[Passage provided]:
The pacing and direction of the entire show was well done, as it had the right amount of pacing, and never made me feel bored at any given moment.
As I mentioned earlier, one of the biggest draws of this particular show are the character interactions and the bromance that Je Hyeok’s cellmates and friends have with one another. Most of these moments were just plain outright funny, such as Kaist and Han Yang, or Han Yang and Captain Yoo fighting, to the entire cell becoming Je Hyeok’s personal protection squad, and later on becoming Crony’s new gang as well. The father-son bond that Valjean and Min Chul was great as well, and the bromance between the reunited friends Joon Ho and Je Hyeok was great to watch as well.
I love how Joon Ho’s and Je Hyeok’s friendship bloomed in this situation, and you also saw their own journeys unfold as well.
I must admit that I related a lot more to Joon Ho, because I’ve been in his situation before- having a lot of talents, but not really deciding on one thing yet, and not as successful as my other peers. In the end, he discovered that he is a really good corrections officer, and along the road, also learned that being fair to the inmates doesn’t always mean being kind to all of them, just as Lt. Paeng was.
Lt. Paeng was a character I didn’t think I’d like until I got to learn more about his character more. He’s really a softie, and cares about his inmates, but doesn’t coddle them that much, and doesn’t hesitate to curse at them, if that’s what’s needed.
I loved Park Hae So as Je Hyeok, as he was a gentle giant who really was clueless about everything except for baseball, but I also loved the fact that a lot of the life lessons and advice actually came from him. He also showed a little bit of cunning, as he knew how to manipulate things in order for justice to be correctly served. It’s also amazing how much of a temper he has, and how much he bottles up to survive.
The romance was also well paced, and felt natural. Although Ji Ho’s and Je Hyeok’s relationship was realistic, my heart went out to Je Hee and Joon Ho’s blossoming relationship throughout the series. I also like the fact that the romance wasn’t too over the top, and that even though they had their respective guys, it’s not like the entire world stopped and only revolved around them.

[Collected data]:
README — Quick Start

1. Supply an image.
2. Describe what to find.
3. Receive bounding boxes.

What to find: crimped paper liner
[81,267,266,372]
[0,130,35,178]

[Exercise instructions]:
a – According to the drama review, what job does Joon Ho discover he is really good at?
b – Pick up the drama review after its final sentence and carry it on in the same voice.
None of the collected data is required here.

[Responses for each task]:
a – He discovers he is a really good corrections officer.

b –
The most heartbreaking story here, even though Dr. Go’s was one of them, was what happened to Han Yang in the end. He did manage to stop taking drugs while in jail, but kicking the habit is definitely easier said than done, which is why his taking drugs again and being arrested for it again right after he was released is a tragedy, but realistic.
Jung Woo’s plight was heartbreaking as well, as he went to prison for something that he didn’t commit at all, and had to endure months to be able to file a petition for the retrial, and then two years more for the retrial.
But with every tragedy, there is hope- Je Hyeok was able to take the mound again, and grow as a person; Min Chul met his long lost daughter and lived with Valjean; Je Hyeok smartly took Lawman/Jailbird under his wing as he recognized that without proper direction he’ll end up in jail again; and Captain Yoo will shortly be freed.
Another important message that this show seems to want to give out is that there is always room for improvement and that people do deserve second chances. However, there are also those that take second chances for granted, and those who refused to do better as well.
In the end, “Prison Playbook” is a wonderful gem that you shouldn’t pass up, as it contains heartwarming moments, a great emotional ride, great performances, realistic characters, great offbeat funny moments and a bromance to last the ages, and life lessons that hit home all the time.